# PROBLEM TO SOLVE
Skip the pictures and retype exactly the lines from the one holding "One point marks each instance of the seed" through the end of the entries.
● ● ● ●
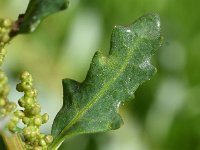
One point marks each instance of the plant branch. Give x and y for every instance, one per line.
x=12, y=142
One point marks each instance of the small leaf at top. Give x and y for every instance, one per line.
x=36, y=11
x=92, y=106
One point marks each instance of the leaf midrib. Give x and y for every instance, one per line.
x=102, y=91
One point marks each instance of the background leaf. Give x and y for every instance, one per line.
x=37, y=10
x=92, y=106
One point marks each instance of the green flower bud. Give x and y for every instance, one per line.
x=26, y=86
x=19, y=87
x=38, y=121
x=42, y=142
x=15, y=119
x=36, y=110
x=26, y=120
x=19, y=114
x=21, y=102
x=27, y=132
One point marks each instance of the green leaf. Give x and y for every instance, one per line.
x=92, y=106
x=37, y=10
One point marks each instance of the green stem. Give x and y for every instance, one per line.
x=12, y=142
x=58, y=141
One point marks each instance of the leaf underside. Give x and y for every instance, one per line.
x=36, y=11
x=92, y=106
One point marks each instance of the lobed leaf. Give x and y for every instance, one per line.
x=36, y=11
x=92, y=106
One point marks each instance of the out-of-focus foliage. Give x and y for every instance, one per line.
x=165, y=113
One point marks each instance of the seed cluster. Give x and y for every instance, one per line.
x=5, y=27
x=30, y=116
x=5, y=106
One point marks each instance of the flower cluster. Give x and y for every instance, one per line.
x=5, y=27
x=30, y=116
x=5, y=106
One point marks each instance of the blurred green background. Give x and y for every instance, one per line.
x=165, y=114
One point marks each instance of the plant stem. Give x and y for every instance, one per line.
x=12, y=142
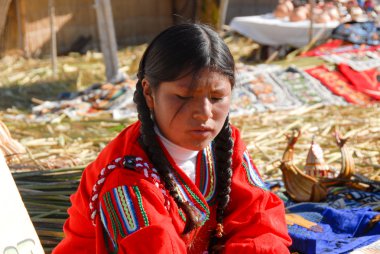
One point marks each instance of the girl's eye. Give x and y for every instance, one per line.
x=183, y=97
x=216, y=99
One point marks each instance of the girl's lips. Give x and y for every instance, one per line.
x=201, y=133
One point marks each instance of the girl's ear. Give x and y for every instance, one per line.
x=147, y=91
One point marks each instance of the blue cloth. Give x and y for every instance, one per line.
x=338, y=230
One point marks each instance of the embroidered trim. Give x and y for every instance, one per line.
x=140, y=166
x=142, y=210
x=94, y=204
x=188, y=195
x=126, y=208
x=105, y=224
x=116, y=225
x=252, y=175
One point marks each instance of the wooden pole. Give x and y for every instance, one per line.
x=108, y=43
x=20, y=40
x=53, y=38
x=222, y=13
x=312, y=6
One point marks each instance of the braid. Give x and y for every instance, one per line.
x=155, y=153
x=223, y=150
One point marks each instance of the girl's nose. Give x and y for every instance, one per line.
● ● ● ●
# RESULT
One point marks each instance of the seed cluster. Give x and y for every instance, one per line.
x=5, y=27
x=30, y=116
x=5, y=106
One point marks each instance of the flower cluster. Give x and y for every instance, one per line.
x=5, y=27
x=30, y=116
x=5, y=106
One point marks each instance of the blurred green background. Give x and y for every instance, one per line.
x=165, y=114
One point marks each instance of the plant stem. Give x and y for every instance, one per line.
x=12, y=142
One point marks each instance of the girl's eye. Give x and y for every instance, one per line.
x=183, y=97
x=216, y=99
One point marks each instance of the girl's lips. Give x and y for every instance, one per line.
x=201, y=133
One point marks each instance of the girl's ear. Give x and y for every instance, one per line.
x=147, y=91
One point marks each instance of the blue cloth. Give x and y for every instance, one per line.
x=338, y=230
One point marks each instance of the embroidered trim. Give x and y for every instance, one per line.
x=140, y=166
x=142, y=210
x=94, y=204
x=188, y=195
x=126, y=208
x=105, y=224
x=116, y=225
x=252, y=175
One point marks each instance of the wooden pole. Give x and y for every instance, one per line.
x=108, y=43
x=20, y=40
x=53, y=38
x=222, y=13
x=312, y=6
One point marks each instance of the braid. Give x and y for every instance, one per line.
x=155, y=153
x=223, y=150
One point marks each instance of the girl's nose. Give x and y for every instance, one per line.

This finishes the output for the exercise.